** Quoted passage **
------------------------------

From what can be determined by looking at the repository, the code appears to work. It was originally written by Samsung, it seems, and was shipped with one or more Android devices. The problem is that, as far as anybody can tell, Samsung never intended to distribute this code under the GPL. Instead, a GitHub user who goes by "rxrz" somehow came by a copy of the code, removed the original proprietary licensing headers, and inserted a GPL license declaration into the code. The code claimed to have a GPL license, but the copyright owner never released the code under that license.

On July 9, another GitHub user filed a bug noting that the license declaration was incorrect and suggesting a removal of the repository. The entity known as rxrz was not impressed, though, saying:

It's a leaked code of a proprietary exfat driver, written by Samsung, Inc. It works, you can use it. What else do you want, a signed paper from your parents on whether you can or can not use it? I'm a programmer, not a lawyer. You got the code, now decide what to do with it, it's up to you.

The code has since been edited to remove the GPL declaration and restore the proprietary license, but it remains available on GitHub and rxrz evidently feels that nothing wrong was done by posting it there. It also appears that GitHub has no interest in pulling down the repository in the absence of an explicit takedown notice from Samsung, so this "leaked" driver may remain available for some time.

This whole episode seems like a fairly straightforward case of somebody trying to liberate proprietary code by any means available. There are some interesting questions raised by all of this, though. The first of those is: what if somebody had tried to merge this code into the mainline kernel? The immediate answer is that they would have been chased off the list once developers actually had a look at the code, which, to put it gently, does not much resemble Linux kernel code. In the absence of this obvious barrier, one can hope that our normal review mechanisms would have kept this code from being merged until the developer was able to provide a satisfactory explanation of where it came from.

But it is not clear that all of our code is reviewed to that level, so it is hard to be sure. An exFAT implementation is likely to attract enough attention to ensure that the right questions are asked. Had the code in question been a driver for a relatively obscure piece of hardware, instead, it might not have been looked at very closely.

Then, one might ask: why is Samsung shipping this as a proprietary module in the first place? After all, Samsung appears to have figured out how Linux kernel development works and has made a solid place for itself as one of the largest contributors to the kernel. One can only guess at the answer, but it likely has to do with claims that Microsoft makes over the exFAT format. Microsoft has shown itself to be willing to assert patents on filesystem formats, so taking some care with an implementation of a new Microsoft filesystem format would seem like an exercise in basic prudence. Whether this exercise led to ignoring the GPL in an imprudent manner is the subject of another debate entirely.

Similarly, some prudence would be advisable for anybody thinking to use the code as a reverse-engineering tool for a new exFAT implementation. It is hard to reverse-engineer one's way around patent problems. exFAT may well be a format that is best left alone.

------------------------------

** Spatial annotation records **

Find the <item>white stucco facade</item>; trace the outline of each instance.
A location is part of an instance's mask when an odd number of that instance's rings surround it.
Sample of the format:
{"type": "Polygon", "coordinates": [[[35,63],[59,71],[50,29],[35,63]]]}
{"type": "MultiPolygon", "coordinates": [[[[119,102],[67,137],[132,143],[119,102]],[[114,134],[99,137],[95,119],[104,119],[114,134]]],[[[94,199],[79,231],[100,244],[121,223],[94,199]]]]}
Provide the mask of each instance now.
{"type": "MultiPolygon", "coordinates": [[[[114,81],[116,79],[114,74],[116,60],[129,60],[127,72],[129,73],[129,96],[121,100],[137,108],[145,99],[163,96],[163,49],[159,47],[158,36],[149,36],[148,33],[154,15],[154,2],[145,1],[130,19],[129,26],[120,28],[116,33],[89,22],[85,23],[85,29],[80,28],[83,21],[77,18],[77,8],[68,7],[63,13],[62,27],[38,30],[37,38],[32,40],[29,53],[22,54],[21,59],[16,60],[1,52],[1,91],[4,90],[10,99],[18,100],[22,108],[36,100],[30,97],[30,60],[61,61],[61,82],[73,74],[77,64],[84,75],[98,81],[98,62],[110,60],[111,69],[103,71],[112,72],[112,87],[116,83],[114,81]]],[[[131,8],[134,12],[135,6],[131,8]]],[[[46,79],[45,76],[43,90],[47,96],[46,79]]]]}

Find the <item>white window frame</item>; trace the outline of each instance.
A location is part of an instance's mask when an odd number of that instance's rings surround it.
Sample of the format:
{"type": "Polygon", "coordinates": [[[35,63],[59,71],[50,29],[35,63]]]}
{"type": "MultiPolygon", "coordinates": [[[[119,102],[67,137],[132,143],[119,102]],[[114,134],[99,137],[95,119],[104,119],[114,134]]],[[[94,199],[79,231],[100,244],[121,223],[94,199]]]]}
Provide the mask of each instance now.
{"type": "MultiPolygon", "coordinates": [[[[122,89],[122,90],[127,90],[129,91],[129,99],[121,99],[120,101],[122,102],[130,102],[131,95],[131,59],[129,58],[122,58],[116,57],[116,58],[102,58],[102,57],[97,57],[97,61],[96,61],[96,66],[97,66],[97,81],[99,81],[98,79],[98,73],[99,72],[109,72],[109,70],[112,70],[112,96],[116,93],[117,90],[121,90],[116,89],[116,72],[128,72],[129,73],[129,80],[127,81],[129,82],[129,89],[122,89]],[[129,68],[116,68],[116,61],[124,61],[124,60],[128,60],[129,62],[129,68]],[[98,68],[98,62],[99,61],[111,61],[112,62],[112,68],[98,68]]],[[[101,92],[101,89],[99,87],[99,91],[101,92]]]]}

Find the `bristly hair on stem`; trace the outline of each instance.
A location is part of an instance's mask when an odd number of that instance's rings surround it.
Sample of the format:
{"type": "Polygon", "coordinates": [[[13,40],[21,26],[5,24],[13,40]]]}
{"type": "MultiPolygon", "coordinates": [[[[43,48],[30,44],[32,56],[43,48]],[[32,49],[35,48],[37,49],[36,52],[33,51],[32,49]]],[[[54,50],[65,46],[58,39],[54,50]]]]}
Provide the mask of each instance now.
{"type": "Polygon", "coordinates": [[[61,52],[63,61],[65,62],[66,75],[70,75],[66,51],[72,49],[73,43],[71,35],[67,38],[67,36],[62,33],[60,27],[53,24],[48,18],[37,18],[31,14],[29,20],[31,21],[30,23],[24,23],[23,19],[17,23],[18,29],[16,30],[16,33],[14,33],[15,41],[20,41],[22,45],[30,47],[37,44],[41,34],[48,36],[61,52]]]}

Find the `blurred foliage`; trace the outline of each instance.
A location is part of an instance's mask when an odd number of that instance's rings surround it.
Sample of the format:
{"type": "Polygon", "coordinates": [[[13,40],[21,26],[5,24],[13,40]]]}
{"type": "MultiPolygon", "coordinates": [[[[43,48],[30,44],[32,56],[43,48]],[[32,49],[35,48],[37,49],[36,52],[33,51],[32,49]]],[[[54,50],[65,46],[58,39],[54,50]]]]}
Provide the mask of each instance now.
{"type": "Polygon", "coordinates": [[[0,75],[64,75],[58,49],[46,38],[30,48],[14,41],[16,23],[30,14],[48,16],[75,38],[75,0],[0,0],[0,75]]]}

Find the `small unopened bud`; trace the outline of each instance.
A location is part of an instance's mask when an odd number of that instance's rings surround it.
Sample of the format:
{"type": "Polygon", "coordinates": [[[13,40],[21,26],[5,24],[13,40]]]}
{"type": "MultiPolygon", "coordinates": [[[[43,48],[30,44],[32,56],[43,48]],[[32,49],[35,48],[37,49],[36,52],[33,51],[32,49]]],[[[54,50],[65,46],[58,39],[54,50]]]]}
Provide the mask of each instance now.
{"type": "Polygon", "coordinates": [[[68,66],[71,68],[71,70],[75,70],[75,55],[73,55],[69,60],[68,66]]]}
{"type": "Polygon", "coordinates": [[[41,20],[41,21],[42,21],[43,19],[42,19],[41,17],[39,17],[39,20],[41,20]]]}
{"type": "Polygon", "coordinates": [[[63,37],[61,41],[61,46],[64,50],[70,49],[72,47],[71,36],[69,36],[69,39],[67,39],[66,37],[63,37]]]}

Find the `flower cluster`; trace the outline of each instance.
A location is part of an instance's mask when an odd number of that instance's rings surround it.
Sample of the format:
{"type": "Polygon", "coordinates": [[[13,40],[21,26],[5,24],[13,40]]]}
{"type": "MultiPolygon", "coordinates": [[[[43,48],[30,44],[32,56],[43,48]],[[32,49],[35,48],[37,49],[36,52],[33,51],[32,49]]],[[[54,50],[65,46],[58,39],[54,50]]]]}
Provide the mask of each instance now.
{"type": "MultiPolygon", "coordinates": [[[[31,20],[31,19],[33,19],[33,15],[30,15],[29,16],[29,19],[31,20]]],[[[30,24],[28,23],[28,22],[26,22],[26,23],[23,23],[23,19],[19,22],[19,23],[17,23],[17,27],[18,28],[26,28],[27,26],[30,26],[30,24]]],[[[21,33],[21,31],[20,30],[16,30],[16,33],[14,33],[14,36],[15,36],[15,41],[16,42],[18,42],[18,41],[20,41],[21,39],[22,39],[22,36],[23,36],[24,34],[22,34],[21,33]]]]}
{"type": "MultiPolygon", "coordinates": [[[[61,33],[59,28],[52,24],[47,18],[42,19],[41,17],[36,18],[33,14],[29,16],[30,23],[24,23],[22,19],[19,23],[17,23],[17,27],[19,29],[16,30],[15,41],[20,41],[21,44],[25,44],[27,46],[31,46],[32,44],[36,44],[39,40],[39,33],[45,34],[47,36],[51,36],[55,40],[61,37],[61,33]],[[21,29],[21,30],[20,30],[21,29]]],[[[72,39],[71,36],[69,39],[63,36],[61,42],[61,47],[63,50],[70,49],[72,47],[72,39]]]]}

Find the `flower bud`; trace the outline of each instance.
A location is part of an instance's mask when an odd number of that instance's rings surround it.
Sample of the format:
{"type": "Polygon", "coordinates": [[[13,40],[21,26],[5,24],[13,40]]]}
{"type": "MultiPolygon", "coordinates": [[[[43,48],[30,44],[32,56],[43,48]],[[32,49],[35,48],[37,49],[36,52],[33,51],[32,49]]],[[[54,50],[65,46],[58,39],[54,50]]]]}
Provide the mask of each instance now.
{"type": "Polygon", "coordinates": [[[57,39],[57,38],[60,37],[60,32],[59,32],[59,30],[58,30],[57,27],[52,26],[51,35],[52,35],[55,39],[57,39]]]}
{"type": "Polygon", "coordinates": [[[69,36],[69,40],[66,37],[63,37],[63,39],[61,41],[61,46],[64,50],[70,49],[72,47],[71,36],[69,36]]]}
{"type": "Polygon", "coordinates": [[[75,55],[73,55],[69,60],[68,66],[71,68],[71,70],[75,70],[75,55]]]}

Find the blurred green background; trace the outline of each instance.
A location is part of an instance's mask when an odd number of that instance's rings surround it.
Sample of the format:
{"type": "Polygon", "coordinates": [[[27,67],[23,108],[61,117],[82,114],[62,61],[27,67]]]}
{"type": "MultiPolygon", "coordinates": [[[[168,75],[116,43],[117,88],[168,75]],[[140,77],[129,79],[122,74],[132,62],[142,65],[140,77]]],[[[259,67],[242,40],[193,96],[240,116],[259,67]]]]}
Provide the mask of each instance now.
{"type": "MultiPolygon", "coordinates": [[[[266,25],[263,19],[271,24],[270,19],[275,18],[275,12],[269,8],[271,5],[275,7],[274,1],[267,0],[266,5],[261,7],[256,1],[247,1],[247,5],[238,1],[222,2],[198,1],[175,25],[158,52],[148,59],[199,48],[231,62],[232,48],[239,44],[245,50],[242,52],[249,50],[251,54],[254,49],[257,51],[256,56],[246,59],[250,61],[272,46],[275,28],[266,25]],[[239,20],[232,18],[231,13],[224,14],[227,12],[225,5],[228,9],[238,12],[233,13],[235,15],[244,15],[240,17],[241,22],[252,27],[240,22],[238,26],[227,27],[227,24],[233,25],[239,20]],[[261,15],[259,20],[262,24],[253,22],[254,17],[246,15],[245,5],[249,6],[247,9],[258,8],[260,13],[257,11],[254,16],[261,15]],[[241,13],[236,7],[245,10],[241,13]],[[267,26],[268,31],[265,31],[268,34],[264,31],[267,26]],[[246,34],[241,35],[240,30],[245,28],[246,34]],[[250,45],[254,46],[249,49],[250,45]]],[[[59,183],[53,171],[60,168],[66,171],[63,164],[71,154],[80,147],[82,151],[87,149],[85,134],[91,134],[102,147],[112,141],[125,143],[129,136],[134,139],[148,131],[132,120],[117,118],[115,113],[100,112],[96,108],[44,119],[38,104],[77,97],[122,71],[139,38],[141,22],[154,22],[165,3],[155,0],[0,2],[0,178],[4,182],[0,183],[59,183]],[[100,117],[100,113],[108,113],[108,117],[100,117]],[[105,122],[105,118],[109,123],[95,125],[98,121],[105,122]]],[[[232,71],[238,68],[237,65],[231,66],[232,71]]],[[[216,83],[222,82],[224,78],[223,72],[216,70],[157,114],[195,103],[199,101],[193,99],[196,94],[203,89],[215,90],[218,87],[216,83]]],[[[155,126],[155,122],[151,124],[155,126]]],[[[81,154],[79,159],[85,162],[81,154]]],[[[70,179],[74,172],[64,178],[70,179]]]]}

------------------------------

** Task requirements **
1. In the article about the leaked exFAT driver, condense the paragraph beginning "Then, one might ask" into three sentences and keep its main facts.
2. Return the passage of the article about the leaked exFAT driver from "On July 9, another" up to and including "for some time.", copied word for word.

** Solutions by task **
1. Samsung ships the driver as a proprietary module, even though it understands how Linux kernel development works and is one of the kernel's largest contributors. The likely reason, though only a guess, is Microsoft's claims over the exFAT format. Microsoft has been willing to assert patents on filesystem formats, so caution with a new Microsoft format seems prudent, and whether that caution led Samsung to imprudently ignore the GPL is a separate debate.

2.
On July 9, another GitHub user filed a bug noting that the license declaration was incorrect and suggesting a removal of the repository. The entity known as rxrz was not impressed, though, saying:

It's a leaked code of a proprietary exfat driver, written by Samsung, Inc. It works, you can use it. What else do you want, a signed paper from your parents on whether you can or can not use it? I'm a programmer, not a lawyer. You got the code, now decide what to do with it, it's up to you.

The code has since been edited to remove the GPL declaration and restore the proprietary license, but it remains available on GitHub and rxrz evidently feels that nothing wrong was done by posting it there. It also appears that GitHub has no interest in pulling down the repository in the absence of an explicit takedown notice from Samsung, so this "leaked" driver may remain available for some time.